- **Descripción de la tarea**
Continúe el relato sobre la abuela a partir de la pregunta con que concluye.

- **Texto seleccionado**
:::::
Cuando mi papá se volvió loco -era bipolar- y nos echó a mi mamá y a mí de nuestra casa, la abuela nos recibió. Tenía ocho años. Hasta que salió una sentencia que nos permitió volver a nuestro hogar, vivimos con ella. Pero la abuela y mi mamá tenían carácter fuerte las dos y la convivencia no era buena. Se peleaban. En algún momento nos fuimos y casi dejaron de verse. Creo que si las cosas hubieran sido distintas, mi mamá hubiera intervenido para que no se la llevaran. Pero no hizo nada, al fin y al cabo, la abuela quería irse con su amiga.
Conurbano, manzanera, comisario. Era apenas un adolescente y la suma de esas tres cosas me daba terror. No faltaba mucho para que la policía forzara a tres pibes a que se tiraran al Riachuelo. Un día fui a la casa y ya no estaba, de una semana a otra, ya no estaba. Uno casi nunca sabe cuándo va a ser la última vez que ve a alguien. Nunca supe adónde fue, ni siquiera tenía el número. El nombre de la persona era demasiado común para encontrarla en la guía telefónica, y además, ¿en qué localidad?
Intento recordar cuándo la dejé de ver: el mes, el año, algo, pero la memoria se empantana. Voy hasta las tarjetas que me daba, solo encuentro algunas. Recuerdo muchas cosas sobre ella con precisión y justo en esa parte, como esos rollos de fotos que se velaban, el recuerdo se arruina. Nunca nadie nos avisó cuándo murió. ¿Por qué no la busqué cuando fui más grande?
¿Cuánto tiempo habrás vivido, abuela, en qué condiciones? ¿Te habrán sedado para que duermas, te habrán atado para que comas? ¿Habrás conocido ese borde de la existencia en el que el cuidado y la tortura se parecen demasiado? ¿Fue la libertad un precio justo por la compañía? ¿Habrá sido todo un prejuicio mío y habrás vivido más o menos feliz tus últimos días?
:::::
- **Conjunto de líneas**
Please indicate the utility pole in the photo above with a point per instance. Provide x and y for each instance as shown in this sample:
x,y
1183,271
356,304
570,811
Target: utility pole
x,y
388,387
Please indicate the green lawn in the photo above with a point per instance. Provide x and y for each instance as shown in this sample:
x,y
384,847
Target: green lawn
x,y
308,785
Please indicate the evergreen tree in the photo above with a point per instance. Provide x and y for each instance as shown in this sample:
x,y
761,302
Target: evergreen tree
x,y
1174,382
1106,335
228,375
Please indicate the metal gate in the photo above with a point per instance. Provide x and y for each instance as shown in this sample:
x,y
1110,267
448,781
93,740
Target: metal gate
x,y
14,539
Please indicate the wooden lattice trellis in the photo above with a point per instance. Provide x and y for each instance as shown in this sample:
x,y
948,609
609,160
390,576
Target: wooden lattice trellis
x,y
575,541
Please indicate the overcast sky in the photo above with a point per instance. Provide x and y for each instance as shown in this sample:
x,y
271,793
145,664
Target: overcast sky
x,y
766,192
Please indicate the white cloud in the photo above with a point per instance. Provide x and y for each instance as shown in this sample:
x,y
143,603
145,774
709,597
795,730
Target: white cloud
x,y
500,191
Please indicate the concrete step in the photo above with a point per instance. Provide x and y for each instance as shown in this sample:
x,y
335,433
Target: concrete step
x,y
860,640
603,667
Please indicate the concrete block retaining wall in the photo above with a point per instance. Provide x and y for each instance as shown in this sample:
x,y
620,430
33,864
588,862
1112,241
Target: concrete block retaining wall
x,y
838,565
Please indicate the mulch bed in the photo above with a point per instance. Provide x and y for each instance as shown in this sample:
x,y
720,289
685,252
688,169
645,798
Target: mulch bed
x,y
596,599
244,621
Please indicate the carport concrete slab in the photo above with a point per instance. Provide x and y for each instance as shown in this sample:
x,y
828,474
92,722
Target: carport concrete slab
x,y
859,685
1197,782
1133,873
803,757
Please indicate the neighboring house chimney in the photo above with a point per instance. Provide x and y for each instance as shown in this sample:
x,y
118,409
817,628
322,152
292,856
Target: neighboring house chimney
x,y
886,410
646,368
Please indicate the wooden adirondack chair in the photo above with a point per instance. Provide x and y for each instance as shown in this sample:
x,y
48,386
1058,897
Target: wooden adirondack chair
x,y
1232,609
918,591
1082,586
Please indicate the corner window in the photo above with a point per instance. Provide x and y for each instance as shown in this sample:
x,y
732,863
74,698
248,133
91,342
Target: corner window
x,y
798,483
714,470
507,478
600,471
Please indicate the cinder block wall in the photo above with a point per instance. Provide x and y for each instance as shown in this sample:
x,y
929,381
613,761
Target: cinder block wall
:::::
- **Respuesta**
—Tiene empuje porque es de Aries —decían de ella, siempre buscando en algún afuera las respuestas. Pero yo veía el ímpetu que le brotaba desde adentro aunque en el último tiempo hubiera empezado a resquebrajarse. Tantas veces la vida la quiso tronchar y no pudo. Nunca llegué a decirle que la admiraba.
Pasaron tantos años y todavía la pienso. No me animé a averiguar la fecha de defunción en algún registro. Supongo que habrá alguna manera de hacerlo pero nunca tuve la fuerza. Escribir sobre ella me permitió drenar parte de la angustia pero todavía hay algo que no cierra. ¿La abandoné a su suerte? ¿Hubiera podido hacer otra cosa? “La abuela tenía cataratas y usaba unos lentes enormes, de marco verde y vidrios gruesos, que hacían parecer chiquitos a sus ojos. Se reía con carcajadas de vieja, de esas que siempre terminan en un suspiro de tristeza”, escribí en mis textos.
De vez en cuando aparece el sueño: mi psicóloga dice que es la culpa, el inconsciente pasando factura, algo adentro mío que quiere que me perdone por no haber podido hacer, por no saber cómo, por no haber estado.
Mi mamá dice, en cambio, que es el espíritu. Que la abuela China está ahí y en sueños puedo visitarla, como en un viaje astral: todavía no se dio cuenta de que está muerta. Aún sigue atrapada en su casa, cerca del bargueño, con su desabillé de poliéster que ya hizo bolitas, con su colonia de frasco grande -esa que usan las viejas-, con las fotos carnet de sus seres queridos debajo del vidrio de la mesita de luz, al lado de algún santo. Con sus copitas de cristal turquesa, con su petaca de café al cognac, esperando que alguien, por fin, la visite.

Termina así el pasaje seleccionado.